# What you need to do
1) List the kinds of issues that the book review says "Big Coal" will help you understand.
2) Answer these questions from the book review:
(a) Which part of the book was the hardest to read?
(b) How many people does the review say coal employs?
(c) What does the review say Goodell always is?

The last third of the book was the hardest to read. It described the political expediency and pure greed that induces the coal lobby and US politicians to ignore, minimize and paper over the true costs of burning coal. Easy, low-cost solutions that can reduce coal's effect on the environment are put off as long as possible so coal execs can get a few more years of profits from the black rock. The public is misled to keep shareholders happy and politicians in office. This section caused me to put the book down out of frustration with our greed-drive political system.

But do not despair. "Big Coal" lays out the entire complex picture of coal and the industry required to harvest and exploit it. The book is not an attempt to destroy the coal industry or to destroy America's technological leadership. It is a clear-eyed and straightforward assessment of a difficult and complex reality. Reading the book will help you understand the many facets of the way that coal keeps the global economy running and that will (without adequate protections) land us in a world of hurt. Goodell's even-handed and comprehensive appraisal of the issues that fuel the coal controversy may make him seem biased in the eyes of some. And he is biased, if by this one means that he values clean air and land, a future free of climate change and live miners living to healthy old age with their families. But he is always fully truthful.

"Big Coal" will help you understand the issues -- technological, political, moral and economical-- to be tied to getting our power from coal. The Black Rock employs tens of thousands, allows millions to live in luxury and enables our nation's technological success. Yet it poisons our children, warms our planet and takes or shortens the lives of hundreds of thousands. I appreciated "Big Coal" for its ability to lay out the facts without the smog of industry and political obfuscation that usually accompanies their telling. An excellent, quite readable and educational book.

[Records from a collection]
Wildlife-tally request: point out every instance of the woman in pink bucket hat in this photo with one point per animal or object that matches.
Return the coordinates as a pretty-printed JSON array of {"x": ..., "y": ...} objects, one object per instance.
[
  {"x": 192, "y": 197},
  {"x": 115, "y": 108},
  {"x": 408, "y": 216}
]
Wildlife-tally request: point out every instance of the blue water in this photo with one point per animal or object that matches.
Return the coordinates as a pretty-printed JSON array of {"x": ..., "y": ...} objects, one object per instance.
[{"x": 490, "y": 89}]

# Task-by-task solutions
1) Technological, political, moral and economical

2)
(a) The last third of the book.
(b) Tens of thousands.
(c) Fully truthful.